■ Document text:
════════

Clothing

Clothing particle testing standards are published by ISO. They cover protective clothing for protection against chemicals and infectious agents, test methods for determination of resistance to penetration by liquid spray test, and determination of contact heat transmission through protective clothing or constituent materials.

ISO 16602:2007

Protective clothing for protection against chemicals - Classification, labelling and performance requirements

ISO 16602:2007 establishes minimum performance classification and labelling requirements for protective clothing designed to provide protection against chemicals. Protective clothing items covered by ISO 16602:2007 include, but may not be limited to, totally encapsulating suits, liquid-tight or spray-tight suits, coveralls, jackets, trousers, aprons, smocks, hoods, sleeves, and shoe and boot covers. Chemical protective clothing for protection against airborne particles is addressed by ISO 13982-1, which is referenced in ISO 16602:2007. ISO 16602:2007 does not address protection against solid chemicals in forms other than airborne solid particulates (e.g. it does not address the challenge of penetration of chemical dust and powders through materials and clothing by rubbing or flexing or by simple direct contact of dust or powders onto the clothing surface). ISO 16602:2007 does not address gloves, boots, eye/face protection devices and respiratory protective devices unless they are an integral part of the protective clothing. ISO 16602:2007 does not address protection against biological or thermal (hot or cold) hazards, ionizing radiation, or radioactive contamination. ISO 16602:2007 also does not address the specialized clothing used in hazardous chemical emergencies. ISO 16602:2007 is intended to provide chemical protective clothing manufacturers with minimum requirements for testing, classifying, and labelling chemical protective clothing. To assist the users of products covered under ISO 16602:2007, this document provides descriptions of referenced test methods, guidelines for conducting hazard and risk assessments and suggested performance levels for certain applications. It is not the intent of ISO 16602:2007 to address all situations.

════════

■ What you will do:
According to the clothing standards page, which ISO standard covers chemical protective clothing for protection against airborne particles? The items that come next were taken from a separate source.

■ Segmentation mask data:
════════

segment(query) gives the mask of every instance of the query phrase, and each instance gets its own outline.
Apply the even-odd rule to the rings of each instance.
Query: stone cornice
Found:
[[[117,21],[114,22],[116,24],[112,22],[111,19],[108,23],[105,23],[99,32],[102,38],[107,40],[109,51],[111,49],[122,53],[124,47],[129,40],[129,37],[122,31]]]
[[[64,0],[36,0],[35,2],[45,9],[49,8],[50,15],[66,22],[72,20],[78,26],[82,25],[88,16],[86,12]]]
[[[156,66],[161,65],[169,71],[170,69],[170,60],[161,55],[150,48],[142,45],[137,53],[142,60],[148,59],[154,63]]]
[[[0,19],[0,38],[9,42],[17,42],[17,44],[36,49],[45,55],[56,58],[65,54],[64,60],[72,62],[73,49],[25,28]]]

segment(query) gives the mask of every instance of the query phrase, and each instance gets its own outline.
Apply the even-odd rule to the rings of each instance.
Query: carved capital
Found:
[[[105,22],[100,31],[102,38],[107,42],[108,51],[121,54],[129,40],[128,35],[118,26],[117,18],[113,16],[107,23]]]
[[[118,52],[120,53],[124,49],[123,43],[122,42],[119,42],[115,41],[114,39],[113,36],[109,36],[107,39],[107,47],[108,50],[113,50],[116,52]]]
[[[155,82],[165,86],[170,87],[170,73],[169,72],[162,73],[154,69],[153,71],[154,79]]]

════════

■ Result for this task:
ISO 13982-1